▸ AUFGABENLISTE
1) Prüfe für jede der Aussagen (a), (b) und (c), ob sie mit dem Text zur Schieneninstandhaltung übereinstimmt. Antworte jeweils mit Ja oder Nein und zitiere die entscheidende Textstelle wörtlich.
(a) Die ÖBB Infrastruktur AG erneuert jährlich rund 650 km Schiene.
(b) Rund 80 % der Schleifleistung dienen der Entfernung von Rollkontaktermüdungsschäden.
(c) Eine Schieneninstandhaltung auf LCC-Basis verkürzt die Nutzungsdauer der Schiene.
2) Führe den Text zur Schieneninstandhaltung nach seinem letzten Satz weiter.

▸ DOKUMENTAUSZUG
========================================================================

Die zyklisch dynamischen Beanspruchungen des Zugbetriebes verursachen eine Reihe von Schädigungen an der Schiene. Durch die stetige Zunahme der Belastungen in Form von höheren Achslasten und Traktionskräften sind die Infrastrukturbetreiber vor neue Herausforderungen gestellt worden.
Die explosionsartige Entstehung von Rollkontaktermüdungsschäden europaweit, so genannten Head Checks, bringen erhebliche Instandhaltungsarbeiten und Erneuerungsmaßnahmen mit sich, die hohe monetäre Aufwendungen und Verfügbarkeitseinschränkungen nach sich ziehen. Durch eine zielgerichtete Schieneninstandhaltung auf LCC Basis kann jedoch der Substanzverzehr verzögert und die Nutzungsdauer der Schiene verlängert werden. Die zustandsabhängige Instandhaltung verlangt jedoch, dass der Regelkreislauf Schienenschädigungsmessung – Schienenschleifen – Reinvestitionszeitpunkt konsequent gelebt werden muss. Im folgenden Artikel werden die sehr erfolgreichen Aktivitäten der ÖBB Infrastruktur AG hinsichtlich Life Cycle Management Schiene dargestellt.
Einleitung
Das Ziel des Infrastrukturbetreibers ist die Bereitstellung eines sicheren und wirtschaftlichen Fahrweges, dazu zählt vor allem die Gewährleistung einer fahrtechnisch optimalen Schienenfahrbahn. Um dies sicher zu stellen, werden bei der ÖBB Infrastruktur AG jährlich rund 650 km Gleis und ca. 700 Weichen schleiftechnisch bearbeitet und 500 km Schiene erneuert. Bei ca. 80 % der Schleifleistung handelt es sich um Entfernung von Rollkontaktermüdungsschäden an der Schienenoberfläche.

========================================================================

▸ GESPEICHERTE DATEN

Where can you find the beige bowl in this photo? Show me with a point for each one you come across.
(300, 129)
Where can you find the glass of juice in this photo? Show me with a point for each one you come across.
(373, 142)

========================================================================

▸ ANTWORTEN JE AUFGABE
1)
(a) Nein: „jährlich rund 650 km Gleis und ca. 700 Weichen schleiftechnisch bearbeitet und 500 km Schiene erneuert“
(b) Ja: „Bei ca. 80 % der Schleifleistung handelt es sich um Entfernung von Rollkontaktermüdungsschäden an der Schienenoberfläche.“
(c) Nein: „kann jedoch der Substanzverzehr verzögert und die Nutzungsdauer der Schiene verlängert werden“

2)
Das Phänomen der Rollkontaktermüdung mit all seinen Ausprägungen steht in einem direkten Zusammenhang mit den Kontaktbedingungen zwischen Rad und Schiene, wird jedoch auch von anderen Parametern wie beispielsweise Traktionskräfte, Schlüpfe, Reibungsbeiwerte oder Oberflächenbeschaffenheit beeinflusst.
Bei den Head Checks handelt es sich um ein Dauerfestigkeitsversagen in der Rad/Schiene Kontaktfläche und somit Schädigungen aufgrund ständig konzentriert wirkender Krafteintragungen mit entsprechender Überschreitung der aufnehmbaren Materialschubspannung. Die dadurch entstehenden Materialverschiebungen im Fahrkantenbereich der Schiene schreiten umso schneller voran, je mehr rollkontaktermüdungssensible Parameter örtlich vorhanden sind. Diese Schädigungen sind fast ausschließlich im Außenstrang von Bögen von 300 bis 3 000 m Radius anzutreffen (Bild 1).
Aufgrund der Bogenlaufkräfte können die unterschiedlichen Rollkontaktermüdungsverhalten und Verschleißraten vereinfacht in drei Radienbereiche eingeteilt werden.
Bögen mit R > 3 000 m und gerade Strecken
- Geringe Head Check-Bildung durch die nicht vorhandene permanente Rad/Schiene-Berührung im Bereich der Fahrkante
- Geringer Substanzverzehr (Höhen- und Seitenabnützung) der Schiene
Bögen mit 300 m < R < 3 000 m
- Starke Head Check-Bildung im Speziellen bis Radien unter 1 200 m möglich. Der Berührpunkt liegt im Bereich der Fahrkante. Die Bogenlaufkräfte verursachen wenig Seitenverschleiß, Head Checks werden durch den Rad- Schiene Kontakt nicht abgetragen
- Bei einem Bogenradius größer 600 m ist der Seitenverschleiß üblicherweise sehr gering, d.h. die Gefahr der Head Check-Bildung steigt
Bögen mit R < 300 m
- Hohe Gefahr an Schlupfwellenbildung
- Geringe Head Check-Bildung da durch den massiven Verschleiß der Schiene die Head Checks nicht entstehen können bzw. umgehend weggeschliffen werden
Rissentstehung und Risswachstum von Head Checks
Das Risswachstum der Head Checks kann in zwei Phasen eingeteilt werden.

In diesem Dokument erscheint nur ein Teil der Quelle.